» Angezeigter Text
▼▼▼

# ASRock will uns verarschen! xD



## Cheatconsole (12. September 2014)

Schaut euch das mal an Läute^^ Ein x99 board.


https://www.youtube.com/watch?v=jq_NnHj1a6g&feature=share

Man kann deutlich sehen das am ende das Video das Bild auf dem Monitor steht.

Finde ich witzig xD

PS. ist ja nicht böse gemeint ich mag die Typen, besonders als er die msi, asus und gigabyte da nominiert  aber trotzdem, so-was ist nicht cool wenn das Bild am ende stehen bleibt^^


----------



## Goyoma (12. September 2014)

Auf welchem Monster?!


----------



## BenRo (12. September 2014)

Ich übersetze mal: Monster = Monitor.


----------



## Goyoma (12. September 2014)

BenRo schrieb:


> Ich übersetze mal: Monster = Monitor.



Okay 

Aber ich verstehe das trotzdem noch nicht


----------



## Cheatconsole (12. September 2014)

naja auto Korrektur. Bist aber nicht sehr helle wenn du es nicht von alleine drauf kommst das da Monitor stehen müsste^^


----------



## FabianHD (12. September 2014)

Kann ja auch an der GPU liegen...

PS: Arbeite bitte mal an deiner Rechtschreibung. Das ist ja schrecklich.


----------



## keinnick (12. September 2014)

Cheatconsole schrieb:


> naja auto Korrektur. Bist aber nicht sehr helle wenn du es nicht von alleine drauf kommst das da Monitor stehen müsste^^



Ich bin scheinbar auch "nicht sehr helle", denn ich kapier gerade nicht, was Du uns eigentlich mitteilen möchtest mit diesem Thread.


----------



## Chinaquads (12. September 2014)

Cheatconsole schrieb:


> naja auto Korrektur. Bist aber nicht sehr helle wenn du es nicht von alleine drauf kommst das da Monitor stehen müsste^^



Wenn hier einer nicht helle ist... Ach lassen wir das. Asrock zeigt damit ,das ihre boards spritzwassergeschützt sind.


----------



## Finallin (12. September 2014)

keinnick schrieb:


> Ich bin scheinbar auch "nicht sehr helle", denn ich kapier gerade nicht, was Du uns eigentlich mitteilen möchtest mit diesem Thread.


 
Mach dir nichts draus, ich mussten den Text auch ein paar mal lesen um zu verstehen, was uns der Hauptschüler (schließe ich aufgrund der miserablen Rechtschreibung) mitteilen wollte.


----------



## Cheatconsole (12. September 2014)

▲▲▲

» Arbeitsauftrag 1
Was zeigt ASRock laut Chinaquads im Forenthread über das ASRock-Video mit seinen Boards?
» Arbeitsauftrag 2
Schreib den Forenthread über das ASRock-Video weiter, beginnend mit dem Beitrag von Cheatconsole, der am Ende noch leer steht.

» Zeilen
▼▼▼

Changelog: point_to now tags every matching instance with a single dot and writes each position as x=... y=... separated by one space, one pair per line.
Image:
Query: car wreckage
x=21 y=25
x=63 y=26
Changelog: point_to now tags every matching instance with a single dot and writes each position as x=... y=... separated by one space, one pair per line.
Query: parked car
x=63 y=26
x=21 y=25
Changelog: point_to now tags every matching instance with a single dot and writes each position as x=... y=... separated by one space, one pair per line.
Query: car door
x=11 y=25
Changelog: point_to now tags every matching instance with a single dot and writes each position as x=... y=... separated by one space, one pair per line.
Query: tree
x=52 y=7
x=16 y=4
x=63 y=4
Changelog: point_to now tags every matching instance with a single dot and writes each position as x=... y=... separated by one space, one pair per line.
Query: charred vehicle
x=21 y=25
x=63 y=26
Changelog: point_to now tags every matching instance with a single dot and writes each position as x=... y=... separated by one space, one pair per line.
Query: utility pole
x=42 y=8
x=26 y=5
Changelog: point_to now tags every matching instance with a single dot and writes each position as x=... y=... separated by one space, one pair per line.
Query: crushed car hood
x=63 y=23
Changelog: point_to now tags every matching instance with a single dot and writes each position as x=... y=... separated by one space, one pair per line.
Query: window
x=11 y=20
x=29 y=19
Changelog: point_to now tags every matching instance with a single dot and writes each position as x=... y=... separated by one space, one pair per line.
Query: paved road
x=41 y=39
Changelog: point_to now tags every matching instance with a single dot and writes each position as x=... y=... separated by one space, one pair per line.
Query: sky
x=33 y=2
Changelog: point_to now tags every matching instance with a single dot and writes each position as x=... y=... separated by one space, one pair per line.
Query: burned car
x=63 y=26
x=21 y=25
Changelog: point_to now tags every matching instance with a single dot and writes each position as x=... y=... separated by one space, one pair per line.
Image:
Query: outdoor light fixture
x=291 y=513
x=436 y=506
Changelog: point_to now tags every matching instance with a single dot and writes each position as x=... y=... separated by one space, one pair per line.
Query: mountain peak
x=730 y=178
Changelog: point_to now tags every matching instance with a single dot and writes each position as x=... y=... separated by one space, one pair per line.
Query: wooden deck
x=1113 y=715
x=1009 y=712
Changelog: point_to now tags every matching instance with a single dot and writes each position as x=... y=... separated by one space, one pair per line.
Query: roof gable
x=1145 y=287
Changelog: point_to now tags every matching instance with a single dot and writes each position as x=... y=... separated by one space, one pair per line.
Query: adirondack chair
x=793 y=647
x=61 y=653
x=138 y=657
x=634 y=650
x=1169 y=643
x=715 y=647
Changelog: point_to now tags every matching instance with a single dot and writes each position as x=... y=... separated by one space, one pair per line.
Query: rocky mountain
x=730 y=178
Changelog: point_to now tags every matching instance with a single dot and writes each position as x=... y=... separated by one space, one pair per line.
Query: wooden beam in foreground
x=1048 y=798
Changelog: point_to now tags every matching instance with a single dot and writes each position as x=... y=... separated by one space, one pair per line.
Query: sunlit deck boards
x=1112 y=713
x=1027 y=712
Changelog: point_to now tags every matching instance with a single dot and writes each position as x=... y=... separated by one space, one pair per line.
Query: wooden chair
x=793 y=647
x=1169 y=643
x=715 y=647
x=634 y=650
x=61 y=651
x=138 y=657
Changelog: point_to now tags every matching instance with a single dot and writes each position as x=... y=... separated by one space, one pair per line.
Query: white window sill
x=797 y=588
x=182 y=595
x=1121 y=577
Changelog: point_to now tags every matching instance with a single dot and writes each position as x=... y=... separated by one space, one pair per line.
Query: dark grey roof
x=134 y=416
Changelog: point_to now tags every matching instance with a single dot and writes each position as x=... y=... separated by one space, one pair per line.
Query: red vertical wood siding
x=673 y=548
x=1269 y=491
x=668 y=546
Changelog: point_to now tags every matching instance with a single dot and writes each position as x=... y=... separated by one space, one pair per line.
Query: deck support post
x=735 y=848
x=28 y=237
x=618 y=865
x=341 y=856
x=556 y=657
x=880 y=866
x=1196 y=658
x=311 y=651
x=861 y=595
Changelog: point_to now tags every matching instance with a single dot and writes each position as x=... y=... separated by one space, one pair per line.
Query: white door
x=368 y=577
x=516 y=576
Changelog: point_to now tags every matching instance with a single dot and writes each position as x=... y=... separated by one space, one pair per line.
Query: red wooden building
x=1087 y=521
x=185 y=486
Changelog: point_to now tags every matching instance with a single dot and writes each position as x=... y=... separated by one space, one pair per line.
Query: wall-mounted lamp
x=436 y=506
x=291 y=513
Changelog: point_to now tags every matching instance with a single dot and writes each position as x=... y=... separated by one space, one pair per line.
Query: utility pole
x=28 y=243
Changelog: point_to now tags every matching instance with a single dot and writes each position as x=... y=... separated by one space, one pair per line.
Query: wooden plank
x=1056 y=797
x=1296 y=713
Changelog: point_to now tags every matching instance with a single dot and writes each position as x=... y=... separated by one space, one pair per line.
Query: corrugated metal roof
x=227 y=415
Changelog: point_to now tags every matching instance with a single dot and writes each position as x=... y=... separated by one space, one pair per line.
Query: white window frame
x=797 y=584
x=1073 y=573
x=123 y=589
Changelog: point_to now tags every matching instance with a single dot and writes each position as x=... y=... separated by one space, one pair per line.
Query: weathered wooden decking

▲▲▲

» Ergebnis 1
Dass ihre Boards spritzwassergeschützt sind.

» Ergebnis 2
@ keinnick da stimme ich dir zu^^
@ Chinaquads ah was echt? da bin ich von alleine nicht drauf gekommen
@ Finallin jaja Deutsche Sprache schwere Sprache aber neben den kann ich 2 weitere Sprachen.


----------



## dsdenni (12. September 2014)

Diese Netzteilkabel sind mal extrem Hässlich


----------



## beren2707 (12. September 2014)

Der Thread ist nun da, wo er angesichts der Relevanz der Inhalte und der Art der Ausführungen hingehört: RuKa. 
An dieser Stelle noch die Bitte nicht ins Persönliche abzudriften, sonst ist hier ganz schnell dicht.  

Mit den besten Grüßen,
beren2707


----------



## keinnick (12. September 2014)

Cheatconsole schrieb:


> @ keinnick da stimme ich dir zu^^


 
Ok, ich kann es auch anders ausdrücken: Vor dem Posten sollte man sich Gedanken darüber machen, wie man seinen Mitmenschen *verständlich* mitteilt, was man überhaupt rüber bringen möchte. Da sehe ich bei Dir Verbesserungspotential. Genau so wie bei Deinem Benehmen. Leuten zu unterstellen, sie seien nicht "ganz helle" ist nicht die feine Art. Vor allem wenn das Grundproblem nicht bei den Lesern sondern beim Verfasser des Beitrags liegt, der sich scheinbar nicht ausreichend artikulieren kann. 

Btw: Der Thread hier ist wohl eher ein Fall für die Rumpelkammer...


----------



## Cheatconsole (12. September 2014)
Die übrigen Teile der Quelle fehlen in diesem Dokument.